- **Stated problem**: Every entry that follows should be reproduced exactly.

- **The input**:
==*==

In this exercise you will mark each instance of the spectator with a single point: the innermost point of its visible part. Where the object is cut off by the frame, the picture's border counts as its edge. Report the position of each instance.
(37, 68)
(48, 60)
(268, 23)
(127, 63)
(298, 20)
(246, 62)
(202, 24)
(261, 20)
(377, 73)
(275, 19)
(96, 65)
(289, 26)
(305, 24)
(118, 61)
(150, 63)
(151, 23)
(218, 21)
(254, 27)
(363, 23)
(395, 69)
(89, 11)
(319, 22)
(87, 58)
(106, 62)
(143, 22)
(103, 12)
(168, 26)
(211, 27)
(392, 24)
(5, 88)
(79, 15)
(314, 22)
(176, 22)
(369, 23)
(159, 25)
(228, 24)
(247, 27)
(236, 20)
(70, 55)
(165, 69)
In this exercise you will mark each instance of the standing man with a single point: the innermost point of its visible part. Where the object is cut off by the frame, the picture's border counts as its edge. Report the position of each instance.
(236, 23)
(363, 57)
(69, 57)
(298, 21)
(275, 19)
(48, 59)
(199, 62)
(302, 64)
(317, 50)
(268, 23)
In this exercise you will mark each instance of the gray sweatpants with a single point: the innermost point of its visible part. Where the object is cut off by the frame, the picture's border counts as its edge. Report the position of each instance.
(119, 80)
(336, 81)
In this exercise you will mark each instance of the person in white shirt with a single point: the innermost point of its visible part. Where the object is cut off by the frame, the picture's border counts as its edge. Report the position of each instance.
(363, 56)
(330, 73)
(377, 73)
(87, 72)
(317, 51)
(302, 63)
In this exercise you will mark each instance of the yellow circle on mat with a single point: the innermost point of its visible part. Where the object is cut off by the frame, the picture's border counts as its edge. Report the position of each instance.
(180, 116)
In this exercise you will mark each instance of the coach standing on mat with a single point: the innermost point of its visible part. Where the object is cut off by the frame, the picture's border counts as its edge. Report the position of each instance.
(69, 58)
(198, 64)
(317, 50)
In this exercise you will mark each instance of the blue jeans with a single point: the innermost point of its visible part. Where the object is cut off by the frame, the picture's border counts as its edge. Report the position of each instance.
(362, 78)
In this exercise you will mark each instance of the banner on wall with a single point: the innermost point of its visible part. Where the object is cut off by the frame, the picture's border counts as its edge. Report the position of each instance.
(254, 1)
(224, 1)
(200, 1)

==*==

- **Output**:
In this exercise you will mark each instance of the spectator with a single point: the innermost point of its visible part. Where the object is cut off by the frame, the picture's border counts as its edge. Report the position of each instance.
(37, 68)
(48, 60)
(268, 23)
(127, 63)
(298, 20)
(246, 62)
(202, 24)
(261, 20)
(377, 73)
(275, 19)
(96, 65)
(289, 26)
(305, 24)
(118, 61)
(150, 63)
(151, 23)
(218, 21)
(254, 27)
(363, 23)
(395, 69)
(89, 11)
(319, 22)
(87, 58)
(106, 62)
(143, 22)
(103, 12)
(168, 26)
(211, 27)
(392, 24)
(5, 88)
(79, 15)
(314, 22)
(176, 22)
(369, 23)
(159, 25)
(228, 24)
(247, 27)
(236, 20)
(70, 55)
(165, 69)
In this exercise you will mark each instance of the standing man with a single point: the innermost point of its visible part. Where the object is cut off by the frame, the picture's border counts as its edge. Report the position of each instance.
(236, 23)
(363, 57)
(69, 57)
(298, 21)
(275, 19)
(48, 59)
(199, 62)
(302, 64)
(317, 50)
(268, 23)
In this exercise you will mark each instance of the gray sweatpants with a single point: the innermost point of its visible part. Where the object is cut off by the frame, the picture's border counts as its edge. Report the position of each instance.
(119, 80)
(336, 81)
In this exercise you will mark each instance of the person in white shirt with a single point: the innermost point of its visible part. Where the object is cut off by the frame, the picture's border counts as its edge. Report the position of each instance.
(363, 56)
(330, 73)
(377, 73)
(87, 72)
(317, 51)
(302, 63)
In this exercise you will mark each instance of the yellow circle on mat with a single point: the innermost point of its visible part. Where the object is cut off by the frame, the picture's border counts as its edge. Report the position of each instance.
(180, 116)
In this exercise you will mark each instance of the coach standing on mat with a single point: the innermost point of its visible part. Where the object is cut off by the frame, the picture's border counts as its edge. Report the position of each instance.
(69, 58)
(198, 64)
(317, 50)
In this exercise you will mark each instance of the blue jeans with a single point: the innermost point of its visible part. Where the object is cut off by the frame, the picture's border counts as its edge. Report the position of each instance.
(362, 78)
In this exercise you will mark each instance of the banner on wall with a single point: the innermost point of its visible part. Where the object is cut off by the frame, the picture's border counts as its edge. Report the position of each instance.
(254, 1)
(224, 1)
(200, 1)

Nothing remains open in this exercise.